All the data should be transcribed exactly, with every line kept.

Segment Start: DATA LISTING

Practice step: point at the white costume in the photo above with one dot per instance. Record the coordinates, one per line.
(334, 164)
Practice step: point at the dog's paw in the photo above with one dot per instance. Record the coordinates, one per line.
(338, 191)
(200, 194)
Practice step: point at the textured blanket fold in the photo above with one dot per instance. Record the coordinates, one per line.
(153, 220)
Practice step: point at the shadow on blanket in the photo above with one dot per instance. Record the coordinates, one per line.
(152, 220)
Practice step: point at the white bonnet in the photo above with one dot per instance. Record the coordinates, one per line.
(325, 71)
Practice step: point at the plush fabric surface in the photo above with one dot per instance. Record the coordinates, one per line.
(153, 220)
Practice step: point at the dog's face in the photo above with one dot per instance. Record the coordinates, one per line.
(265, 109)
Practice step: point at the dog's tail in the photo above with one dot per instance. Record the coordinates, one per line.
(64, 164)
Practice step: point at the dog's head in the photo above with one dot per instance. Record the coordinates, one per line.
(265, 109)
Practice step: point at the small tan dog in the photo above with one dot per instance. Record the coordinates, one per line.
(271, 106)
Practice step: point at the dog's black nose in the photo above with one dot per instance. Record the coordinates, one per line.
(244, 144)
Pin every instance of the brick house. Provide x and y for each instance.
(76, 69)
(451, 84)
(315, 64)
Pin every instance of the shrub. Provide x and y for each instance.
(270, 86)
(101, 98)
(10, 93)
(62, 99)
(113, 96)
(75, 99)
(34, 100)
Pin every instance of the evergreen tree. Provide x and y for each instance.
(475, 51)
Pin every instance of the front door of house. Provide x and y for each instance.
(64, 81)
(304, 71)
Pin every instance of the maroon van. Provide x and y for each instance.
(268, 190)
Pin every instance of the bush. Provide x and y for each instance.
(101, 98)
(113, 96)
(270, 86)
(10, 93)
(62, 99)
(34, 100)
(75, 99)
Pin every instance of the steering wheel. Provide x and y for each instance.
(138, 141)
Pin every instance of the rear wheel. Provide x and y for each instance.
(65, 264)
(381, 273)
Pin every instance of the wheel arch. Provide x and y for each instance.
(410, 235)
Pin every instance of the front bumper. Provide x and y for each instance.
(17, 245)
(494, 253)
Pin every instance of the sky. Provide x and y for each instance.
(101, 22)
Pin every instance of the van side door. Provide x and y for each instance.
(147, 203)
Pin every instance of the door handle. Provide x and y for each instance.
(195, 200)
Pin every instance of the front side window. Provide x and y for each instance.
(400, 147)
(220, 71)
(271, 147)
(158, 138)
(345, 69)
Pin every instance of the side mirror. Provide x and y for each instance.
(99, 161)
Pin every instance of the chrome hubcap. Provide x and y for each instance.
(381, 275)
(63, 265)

Segment End: DATA LISTING

» REPLY TO THE TASK
Practice step: point at the white costume in the photo above with one dot per instance. Record the coordinates, one per line.
(334, 164)
Practice step: point at the dog's paw in the photo above with one dot per instance. Record the coordinates, one per line.
(338, 191)
(200, 194)
Practice step: point at the textured blanket fold in the photo above with one dot per instance. Record the coordinates, one per line.
(153, 220)
Practice step: point at the shadow on blanket in the photo above with one dot per instance. Record the coordinates, one per line.
(152, 220)
Practice step: point at the white bonnet in the photo above with one dot per instance. Record the coordinates, one per line.
(325, 71)
Practice step: point at the plush fabric surface in the photo above with one dot per instance. Record the coordinates, one per line.
(153, 220)
Practice step: point at the dog's face in the photo above with one dot per instance. Record the coordinates, one per line.
(265, 109)
Practice step: point at the dog's tail in the photo above with one dot per instance. Record the coordinates, one per line.
(64, 164)
Practice step: point at the dog's head in the photo above with one dot per instance. Record the coordinates, one per line.
(265, 109)
Practice step: point at the small tan dog in the photo above with one dot per instance. Record the coordinates, one per line.
(271, 106)
Practice step: point at the dog's black nose in the photo above with one dot per instance. Record the coordinates, one per line.
(244, 144)
Pin every instance of the brick house. Provide x and y for each instance.
(76, 69)
(451, 84)
(315, 64)
Pin every instance of the shrub. Provide x and y for each instance.
(270, 86)
(101, 98)
(10, 93)
(62, 99)
(113, 96)
(75, 99)
(34, 100)
Pin every instance of the evergreen tree. Provide x and y for each instance.
(475, 51)
Pin every instance of the front door of house. Provide x and y for each instance.
(64, 81)
(304, 71)
Pin every instance of the maroon van. Provide x and y for each instance.
(268, 190)
Pin every instance of the bush. Provide x and y for each instance.
(101, 98)
(113, 96)
(270, 86)
(10, 93)
(62, 99)
(34, 100)
(75, 99)
Pin every instance of the steering wheel. Provide x and y for each instance.
(138, 141)
Pin every instance of the rear wheel. Provide x and y for each instance.
(65, 264)
(381, 273)
Pin every instance of the wheel arch. Provide x and y for each instance.
(410, 235)
Pin every instance of the front bumper. Provide x and y for each instance.
(17, 245)
(494, 253)
Pin every instance of the sky. Provide x and y for each instance.
(101, 22)
Pin every instance of the van side door. Provide x and y for each instance.
(147, 203)
Pin every instance of the door handle. Provide x and y for each instance.
(195, 200)
Pin every instance of the front side window. Provide x and y for each instance.
(400, 147)
(220, 71)
(271, 147)
(158, 138)
(345, 69)
Pin every instance of the side mirror. Provide x and y for each instance.
(99, 161)
Pin every instance of the chrome hubcap. Provide x and y for each instance.
(381, 275)
(63, 265)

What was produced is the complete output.